Na perspectiva da população e das instituições locais, este capital humano é ignorado pelos poderes públicos, que poderiam investir mais na participação e dinâmica comunitária, no sentido de aproveitar os conhecimentos, as competências, e o tempo dos moradores para terem um papel mais activo e profissional no seu bairro.

O investimento ou não no desenvolvimento comunitário e no empoderamento da população, irá configurar futuramente o nível de bem‐estar da população de Safende, o aumento ou a diminuição de percursos de marginalização social, as suas oportunidades, o seu nível de saúde e equilíbrio mental, ou seja irá aumentar as desigualdades e a injustiça social ou promover a justiça a sustentabilidade social do bairro de Safende. Das necessidades identificadas pela população, constatamos um território frágil tanto a nível económico, social e ambiental, perante um fraco investimento na requalificação urbana, e no seu desenvolvimento económico e social.

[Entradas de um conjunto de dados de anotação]
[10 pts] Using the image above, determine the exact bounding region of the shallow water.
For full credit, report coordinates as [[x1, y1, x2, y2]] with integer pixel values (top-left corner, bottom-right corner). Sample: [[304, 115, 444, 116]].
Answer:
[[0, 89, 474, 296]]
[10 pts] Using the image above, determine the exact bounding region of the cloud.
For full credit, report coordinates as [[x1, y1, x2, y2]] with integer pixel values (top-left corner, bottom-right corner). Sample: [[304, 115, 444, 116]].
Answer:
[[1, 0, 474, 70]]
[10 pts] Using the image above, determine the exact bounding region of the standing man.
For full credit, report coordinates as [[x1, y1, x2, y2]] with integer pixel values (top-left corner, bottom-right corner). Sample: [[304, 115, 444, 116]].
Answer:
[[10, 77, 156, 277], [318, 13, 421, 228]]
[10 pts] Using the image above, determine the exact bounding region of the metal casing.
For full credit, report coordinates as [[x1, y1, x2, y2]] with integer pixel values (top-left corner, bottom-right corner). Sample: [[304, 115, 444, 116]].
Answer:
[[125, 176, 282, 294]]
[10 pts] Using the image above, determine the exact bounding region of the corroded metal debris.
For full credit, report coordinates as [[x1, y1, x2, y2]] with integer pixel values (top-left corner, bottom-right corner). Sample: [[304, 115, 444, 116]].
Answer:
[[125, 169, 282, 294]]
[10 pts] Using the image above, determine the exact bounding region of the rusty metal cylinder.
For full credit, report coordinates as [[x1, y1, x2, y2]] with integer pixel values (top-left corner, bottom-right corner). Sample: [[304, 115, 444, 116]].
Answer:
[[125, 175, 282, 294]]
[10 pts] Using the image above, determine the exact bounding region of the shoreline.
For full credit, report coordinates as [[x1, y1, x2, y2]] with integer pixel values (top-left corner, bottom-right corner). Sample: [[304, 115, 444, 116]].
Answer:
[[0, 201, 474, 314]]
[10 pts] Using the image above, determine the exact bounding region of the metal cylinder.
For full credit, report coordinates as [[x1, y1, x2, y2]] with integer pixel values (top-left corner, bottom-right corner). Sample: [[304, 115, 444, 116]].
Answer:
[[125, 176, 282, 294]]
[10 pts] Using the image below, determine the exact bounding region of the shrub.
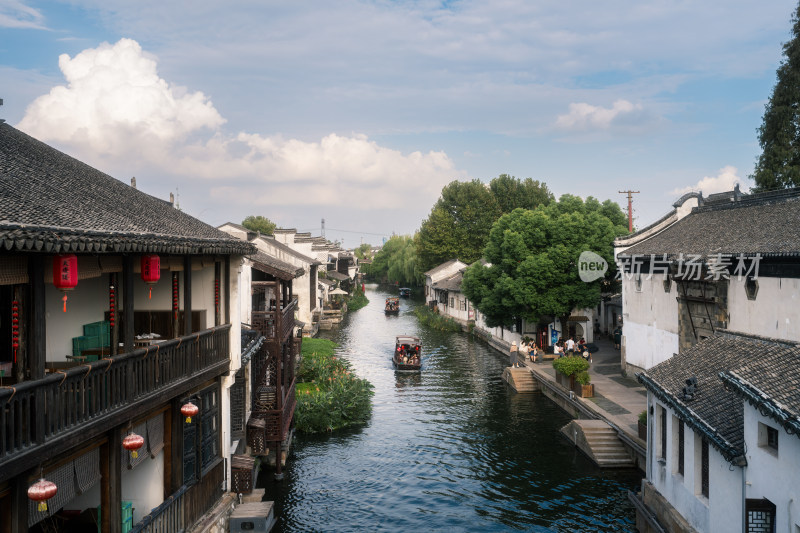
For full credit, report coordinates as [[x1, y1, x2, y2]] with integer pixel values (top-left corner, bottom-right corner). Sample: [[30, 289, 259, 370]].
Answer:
[[295, 339, 374, 433], [553, 356, 589, 376]]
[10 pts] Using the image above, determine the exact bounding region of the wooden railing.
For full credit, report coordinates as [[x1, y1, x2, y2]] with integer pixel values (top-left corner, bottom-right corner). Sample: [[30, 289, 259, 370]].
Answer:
[[0, 325, 230, 481]]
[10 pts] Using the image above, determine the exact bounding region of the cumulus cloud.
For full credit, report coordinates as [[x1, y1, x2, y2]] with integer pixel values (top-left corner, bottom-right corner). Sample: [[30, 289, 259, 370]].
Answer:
[[0, 0, 46, 30], [672, 165, 749, 196], [555, 100, 643, 132], [18, 39, 466, 214]]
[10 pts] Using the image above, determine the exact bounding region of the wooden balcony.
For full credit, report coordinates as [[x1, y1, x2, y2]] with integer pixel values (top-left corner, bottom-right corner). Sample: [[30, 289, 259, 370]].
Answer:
[[0, 325, 230, 482]]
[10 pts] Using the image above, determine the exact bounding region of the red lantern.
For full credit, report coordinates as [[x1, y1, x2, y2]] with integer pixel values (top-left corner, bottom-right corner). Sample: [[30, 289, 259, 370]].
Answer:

- Objetivo do exercício
Transcreva do texto sobre o bairro de Safende o trecho que se inicia nas palavras que contêm "Na perspectiva da" e que termina em "no seu bairro.".

- Resposta
Na perspectiva da população e das instituições locais, este capital humano é ignorado pelos poderes públicos, que poderiam investir mais na participação e dinâmica comunitária, no sentido de aproveitar os conhecimentos, as competências, e o tempo dos moradores para terem um papel mais activo e profissional no seu bairro.